-- Written task --
Quote the records below verbatim, leaving out the pictures.

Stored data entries
# # # # # # #

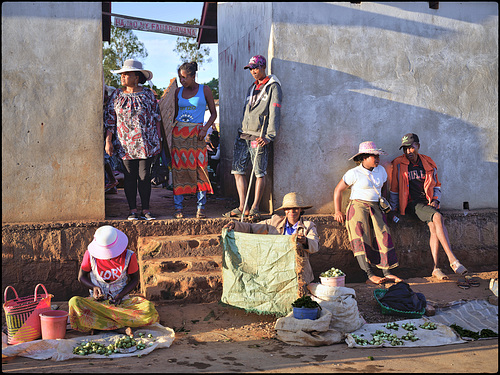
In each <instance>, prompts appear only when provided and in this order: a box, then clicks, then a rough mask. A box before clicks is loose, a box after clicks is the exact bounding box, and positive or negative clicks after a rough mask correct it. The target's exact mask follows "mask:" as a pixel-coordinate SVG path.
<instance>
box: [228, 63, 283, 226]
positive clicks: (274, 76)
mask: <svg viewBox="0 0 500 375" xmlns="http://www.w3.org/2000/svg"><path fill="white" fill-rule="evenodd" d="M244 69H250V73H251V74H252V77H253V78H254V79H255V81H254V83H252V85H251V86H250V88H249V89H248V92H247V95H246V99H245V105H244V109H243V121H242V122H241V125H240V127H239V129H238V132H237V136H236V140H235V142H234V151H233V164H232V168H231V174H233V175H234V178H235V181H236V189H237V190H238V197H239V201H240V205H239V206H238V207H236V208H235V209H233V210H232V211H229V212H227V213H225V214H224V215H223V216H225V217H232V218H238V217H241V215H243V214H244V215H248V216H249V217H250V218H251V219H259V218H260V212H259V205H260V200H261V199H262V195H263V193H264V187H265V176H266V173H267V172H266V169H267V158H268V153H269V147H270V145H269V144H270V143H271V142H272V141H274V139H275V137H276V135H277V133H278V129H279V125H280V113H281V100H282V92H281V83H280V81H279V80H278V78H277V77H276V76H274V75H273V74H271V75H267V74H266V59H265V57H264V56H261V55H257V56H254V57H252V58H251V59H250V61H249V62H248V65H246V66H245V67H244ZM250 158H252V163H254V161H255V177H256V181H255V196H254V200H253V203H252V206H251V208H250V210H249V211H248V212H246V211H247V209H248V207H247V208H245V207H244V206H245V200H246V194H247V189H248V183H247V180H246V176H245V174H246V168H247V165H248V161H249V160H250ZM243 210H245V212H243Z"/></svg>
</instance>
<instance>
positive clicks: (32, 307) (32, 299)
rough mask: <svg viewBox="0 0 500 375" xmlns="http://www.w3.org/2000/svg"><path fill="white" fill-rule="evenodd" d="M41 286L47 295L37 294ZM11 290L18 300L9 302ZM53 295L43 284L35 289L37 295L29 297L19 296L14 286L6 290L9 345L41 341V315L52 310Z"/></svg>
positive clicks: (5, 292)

# # # # # # #

-- Expected answer --
In each <instance>, prompts appear only when provided and in this order: a box, then clicks, then a rough mask. A box before clicks is loose, a box after clicks is the exact bounding box, and positive or negative clicks after a rough mask correct it. The target's exact mask follows "mask:" as a pixel-coordinate SVG path.
<instance>
box: [228, 63, 283, 226]
positive clicks: (274, 76)
mask: <svg viewBox="0 0 500 375" xmlns="http://www.w3.org/2000/svg"><path fill="white" fill-rule="evenodd" d="M244 69H250V73H251V74H252V77H253V78H254V79H255V81H254V83H252V85H251V86H250V88H249V89H248V92H247V95H246V99H245V105H244V109H243V121H242V122H241V125H240V127H239V129H238V132H237V136H236V140H235V142H234V151H233V164H232V168H231V174H233V175H234V178H235V181H236V189H237V190H238V197H239V201H240V205H239V206H238V207H236V208H235V209H233V210H232V211H229V212H227V213H225V214H224V215H223V216H225V217H232V218H238V217H241V215H243V214H244V215H248V216H249V217H250V218H251V219H259V218H260V212H259V205H260V200H261V199H262V195H263V193H264V187H265V176H266V173H267V172H266V169H267V158H268V153H269V147H270V145H269V144H270V143H271V142H272V141H274V139H275V137H276V135H277V133H278V129H279V125H280V113H281V100H282V92H281V83H280V81H279V80H278V78H277V77H276V76H274V75H273V74H271V75H267V74H266V59H265V57H264V56H261V55H257V56H254V57H252V58H251V59H250V61H249V62H248V65H246V66H245V67H244ZM250 158H252V163H254V161H255V177H256V181H255V196H254V200H253V203H252V206H251V208H250V210H249V211H248V212H246V211H247V209H248V207H247V208H245V207H244V206H245V200H246V194H247V189H248V183H247V180H246V176H245V174H246V168H247V165H248V161H249V160H250ZM243 210H245V212H243Z"/></svg>
</instance>
<instance>
positive clicks: (32, 307) (32, 299)
rough mask: <svg viewBox="0 0 500 375" xmlns="http://www.w3.org/2000/svg"><path fill="white" fill-rule="evenodd" d="M41 286L47 295L37 294ZM11 290L18 300L9 302ZM53 295L43 284L35 289L37 295L29 297L19 296L14 286L6 290L9 345L41 341V315L52 310Z"/></svg>
positive clicks: (5, 292)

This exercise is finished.